# Exercise objective:
Leave the pictures out and restate every line below exactly.

# The input:
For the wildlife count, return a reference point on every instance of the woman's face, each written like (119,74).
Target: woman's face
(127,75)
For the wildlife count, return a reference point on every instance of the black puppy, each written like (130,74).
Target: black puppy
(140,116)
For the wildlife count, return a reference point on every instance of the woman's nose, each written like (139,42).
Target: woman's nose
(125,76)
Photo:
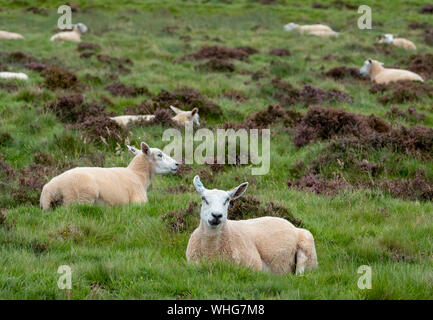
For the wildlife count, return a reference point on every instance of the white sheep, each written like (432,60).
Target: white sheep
(382,75)
(181,118)
(10,35)
(74,35)
(266,243)
(14,75)
(319,30)
(108,186)
(398,42)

# Exercise answer:
For the wildlife count, return a reference point on every instance of the woman's face, each written like (119,74).
Target: woman's face
(127,75)
For the wildlife count, return a reference point on every instance of the black puppy, each written like (130,74).
Target: black puppy
(140,116)
For the wildlife count, return a reference point on every instance of the woman's nose, each written like (139,42).
Target: woman's nose
(125,76)
Photo:
For the wildlife count, return a reference point on every instance of the white sheep, each written like (432,60).
Target: white sheep
(382,75)
(181,118)
(10,35)
(74,35)
(266,243)
(14,75)
(319,30)
(108,186)
(398,42)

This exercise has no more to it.